Page text:
A total of 20 questions (10 each for glaucoma and retina) from the American Academy of Ophthalmology (AAO) were randomly selected based on its list of commonly asked questions.
An additional 20 deidentified glaucoma and retinal patient cases were selected from Mount Sinai-affiliated clinics.
To note, these cases were previously pooled to be balanced in both complexity and diversity.
Now explain the LLM chatbot’s role in this.
Researchers used the May 2023 version of GPT-4 (OpenAI), an advanced LLM originally launched in 2022, to respond to all 30 questions.
They defined its role in this study to be “a medical assistant, delivering concise answers to emulate an ophthalmologist’s response.”
And how were answers rated/compared?
Accuracy was based on a 10-point Likert scale, with a score of 1 or 2 indicating poor or unacceptable accuracies, while medical completeness was evaluated on a 6-point scale (score of 1 or 2 indicating an incomplete response).
Researchers evaluated and compared answers to all questions and cases by GPT-4 and the human ophthalmologists; secondary measurements included rating differences between the trainees and attendings “to assess whether the level of training influenced the perception of the LLM’s responses.”
How was any potential bias minimized?
Questions were presented to participants in a randomized order.

Dataset entries:
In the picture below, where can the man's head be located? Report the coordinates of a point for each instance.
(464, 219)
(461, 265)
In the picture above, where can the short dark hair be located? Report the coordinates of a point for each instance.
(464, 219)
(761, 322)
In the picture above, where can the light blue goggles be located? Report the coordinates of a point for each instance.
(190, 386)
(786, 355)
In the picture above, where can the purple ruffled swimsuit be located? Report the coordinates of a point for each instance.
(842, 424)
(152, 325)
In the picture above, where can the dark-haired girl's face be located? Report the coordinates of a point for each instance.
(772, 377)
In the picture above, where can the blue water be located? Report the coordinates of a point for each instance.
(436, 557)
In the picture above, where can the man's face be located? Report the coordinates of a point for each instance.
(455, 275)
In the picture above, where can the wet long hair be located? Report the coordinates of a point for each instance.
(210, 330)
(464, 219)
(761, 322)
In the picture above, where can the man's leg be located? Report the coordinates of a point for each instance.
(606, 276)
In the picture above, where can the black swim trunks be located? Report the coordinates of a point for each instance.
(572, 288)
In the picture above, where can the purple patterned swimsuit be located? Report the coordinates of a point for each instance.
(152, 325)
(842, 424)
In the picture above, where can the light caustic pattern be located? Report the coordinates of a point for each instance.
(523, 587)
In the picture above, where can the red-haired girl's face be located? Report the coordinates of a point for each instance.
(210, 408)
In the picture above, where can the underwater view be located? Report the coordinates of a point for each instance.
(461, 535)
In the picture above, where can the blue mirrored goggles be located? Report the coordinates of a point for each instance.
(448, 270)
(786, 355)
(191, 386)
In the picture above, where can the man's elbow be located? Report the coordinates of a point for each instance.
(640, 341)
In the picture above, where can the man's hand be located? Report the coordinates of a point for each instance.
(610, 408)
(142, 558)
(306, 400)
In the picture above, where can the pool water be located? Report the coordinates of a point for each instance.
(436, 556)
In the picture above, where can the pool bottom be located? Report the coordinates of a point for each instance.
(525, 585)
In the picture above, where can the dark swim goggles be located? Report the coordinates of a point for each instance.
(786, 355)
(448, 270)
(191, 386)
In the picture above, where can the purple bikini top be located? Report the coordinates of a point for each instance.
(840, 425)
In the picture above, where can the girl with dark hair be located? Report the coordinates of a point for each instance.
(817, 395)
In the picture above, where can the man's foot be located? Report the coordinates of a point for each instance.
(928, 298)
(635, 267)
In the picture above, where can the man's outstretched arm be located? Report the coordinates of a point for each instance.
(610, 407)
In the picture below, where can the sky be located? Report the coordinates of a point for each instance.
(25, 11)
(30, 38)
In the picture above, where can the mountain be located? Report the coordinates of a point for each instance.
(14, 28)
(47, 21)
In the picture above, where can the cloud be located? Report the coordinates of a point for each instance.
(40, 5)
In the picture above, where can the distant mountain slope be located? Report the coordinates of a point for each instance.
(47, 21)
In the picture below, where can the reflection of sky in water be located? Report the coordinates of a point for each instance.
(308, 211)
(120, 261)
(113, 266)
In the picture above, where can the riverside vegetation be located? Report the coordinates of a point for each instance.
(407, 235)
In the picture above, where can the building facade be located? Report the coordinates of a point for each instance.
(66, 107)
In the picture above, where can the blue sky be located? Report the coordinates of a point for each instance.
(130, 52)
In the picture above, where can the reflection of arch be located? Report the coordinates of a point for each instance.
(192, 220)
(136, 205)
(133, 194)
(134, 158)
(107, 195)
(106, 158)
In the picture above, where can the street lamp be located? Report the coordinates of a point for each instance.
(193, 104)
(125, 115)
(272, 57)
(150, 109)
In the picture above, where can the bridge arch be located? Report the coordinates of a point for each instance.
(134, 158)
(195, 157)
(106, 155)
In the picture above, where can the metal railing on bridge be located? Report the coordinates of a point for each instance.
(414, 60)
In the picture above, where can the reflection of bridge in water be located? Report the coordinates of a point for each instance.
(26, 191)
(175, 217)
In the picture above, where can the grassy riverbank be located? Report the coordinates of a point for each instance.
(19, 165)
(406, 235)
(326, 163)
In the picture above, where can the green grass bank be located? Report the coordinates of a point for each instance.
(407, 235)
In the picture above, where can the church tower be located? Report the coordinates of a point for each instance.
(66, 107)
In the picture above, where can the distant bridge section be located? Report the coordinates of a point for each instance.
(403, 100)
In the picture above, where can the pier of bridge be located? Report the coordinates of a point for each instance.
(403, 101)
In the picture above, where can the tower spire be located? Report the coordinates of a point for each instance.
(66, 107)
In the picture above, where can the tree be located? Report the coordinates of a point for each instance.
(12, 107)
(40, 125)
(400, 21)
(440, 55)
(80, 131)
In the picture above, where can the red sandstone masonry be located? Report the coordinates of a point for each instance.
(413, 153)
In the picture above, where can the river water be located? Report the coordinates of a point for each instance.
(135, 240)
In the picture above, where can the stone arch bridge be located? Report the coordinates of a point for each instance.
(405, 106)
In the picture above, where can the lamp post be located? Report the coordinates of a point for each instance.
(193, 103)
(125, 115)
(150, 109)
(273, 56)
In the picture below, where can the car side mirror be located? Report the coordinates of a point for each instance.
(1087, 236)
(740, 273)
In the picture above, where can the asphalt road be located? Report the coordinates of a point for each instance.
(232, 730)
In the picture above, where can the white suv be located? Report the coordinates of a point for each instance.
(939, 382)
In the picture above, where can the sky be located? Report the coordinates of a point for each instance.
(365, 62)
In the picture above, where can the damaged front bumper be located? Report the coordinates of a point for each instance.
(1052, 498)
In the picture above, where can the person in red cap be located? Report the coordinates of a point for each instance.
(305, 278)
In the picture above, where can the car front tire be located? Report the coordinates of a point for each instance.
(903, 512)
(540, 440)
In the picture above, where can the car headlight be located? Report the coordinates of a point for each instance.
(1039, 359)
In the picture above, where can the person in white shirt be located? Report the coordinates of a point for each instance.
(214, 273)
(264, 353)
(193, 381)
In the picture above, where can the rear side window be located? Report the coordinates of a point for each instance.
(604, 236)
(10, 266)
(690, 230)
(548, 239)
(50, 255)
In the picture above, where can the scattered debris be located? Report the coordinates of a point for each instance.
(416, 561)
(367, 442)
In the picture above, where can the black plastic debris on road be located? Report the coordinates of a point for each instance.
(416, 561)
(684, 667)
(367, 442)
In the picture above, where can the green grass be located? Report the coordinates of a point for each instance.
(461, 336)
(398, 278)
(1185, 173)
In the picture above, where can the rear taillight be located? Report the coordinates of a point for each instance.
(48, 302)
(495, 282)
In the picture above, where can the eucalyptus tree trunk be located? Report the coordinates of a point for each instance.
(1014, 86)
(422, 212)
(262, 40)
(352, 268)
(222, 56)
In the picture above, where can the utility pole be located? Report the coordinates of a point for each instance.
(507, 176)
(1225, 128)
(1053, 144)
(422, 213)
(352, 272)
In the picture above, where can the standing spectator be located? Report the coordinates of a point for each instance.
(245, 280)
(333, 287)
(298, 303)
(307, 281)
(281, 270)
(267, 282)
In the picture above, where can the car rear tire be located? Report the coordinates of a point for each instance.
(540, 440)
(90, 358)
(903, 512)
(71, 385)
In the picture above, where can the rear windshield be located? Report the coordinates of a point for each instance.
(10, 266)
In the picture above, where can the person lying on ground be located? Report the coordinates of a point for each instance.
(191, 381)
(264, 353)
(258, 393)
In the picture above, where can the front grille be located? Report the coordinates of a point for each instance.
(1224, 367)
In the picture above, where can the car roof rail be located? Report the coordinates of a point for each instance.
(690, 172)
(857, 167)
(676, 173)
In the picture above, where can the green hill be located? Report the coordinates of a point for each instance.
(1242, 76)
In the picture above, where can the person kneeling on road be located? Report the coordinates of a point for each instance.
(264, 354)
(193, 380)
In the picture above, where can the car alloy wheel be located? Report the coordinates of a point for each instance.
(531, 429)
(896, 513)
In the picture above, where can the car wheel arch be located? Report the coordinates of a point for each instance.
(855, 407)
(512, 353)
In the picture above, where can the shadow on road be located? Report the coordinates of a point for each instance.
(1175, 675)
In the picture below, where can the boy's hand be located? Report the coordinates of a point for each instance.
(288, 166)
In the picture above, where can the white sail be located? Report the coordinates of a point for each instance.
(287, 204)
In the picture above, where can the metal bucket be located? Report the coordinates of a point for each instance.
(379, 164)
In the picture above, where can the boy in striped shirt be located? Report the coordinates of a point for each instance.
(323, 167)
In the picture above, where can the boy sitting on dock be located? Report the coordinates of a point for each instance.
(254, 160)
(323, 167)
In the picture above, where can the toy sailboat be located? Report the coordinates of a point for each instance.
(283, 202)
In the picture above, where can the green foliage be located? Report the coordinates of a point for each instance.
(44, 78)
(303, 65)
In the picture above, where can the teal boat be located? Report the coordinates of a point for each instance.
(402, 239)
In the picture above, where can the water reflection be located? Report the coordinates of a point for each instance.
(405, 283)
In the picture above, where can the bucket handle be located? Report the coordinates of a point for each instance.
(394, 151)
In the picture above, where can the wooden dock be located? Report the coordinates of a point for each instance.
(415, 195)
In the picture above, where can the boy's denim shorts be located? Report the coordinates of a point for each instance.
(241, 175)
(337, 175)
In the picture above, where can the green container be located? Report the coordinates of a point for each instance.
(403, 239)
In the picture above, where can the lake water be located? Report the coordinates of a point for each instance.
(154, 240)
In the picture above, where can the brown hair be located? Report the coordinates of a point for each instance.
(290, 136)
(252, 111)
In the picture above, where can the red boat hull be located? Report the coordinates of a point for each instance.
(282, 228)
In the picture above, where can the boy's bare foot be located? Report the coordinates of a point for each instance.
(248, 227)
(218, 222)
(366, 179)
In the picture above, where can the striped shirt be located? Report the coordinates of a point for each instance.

Instructions for the task: List every organization named in the study text. Base your answer on the text alone.

Task output:
American Academy of Ophthalmology (AAO)
Mount Sinai
OpenAI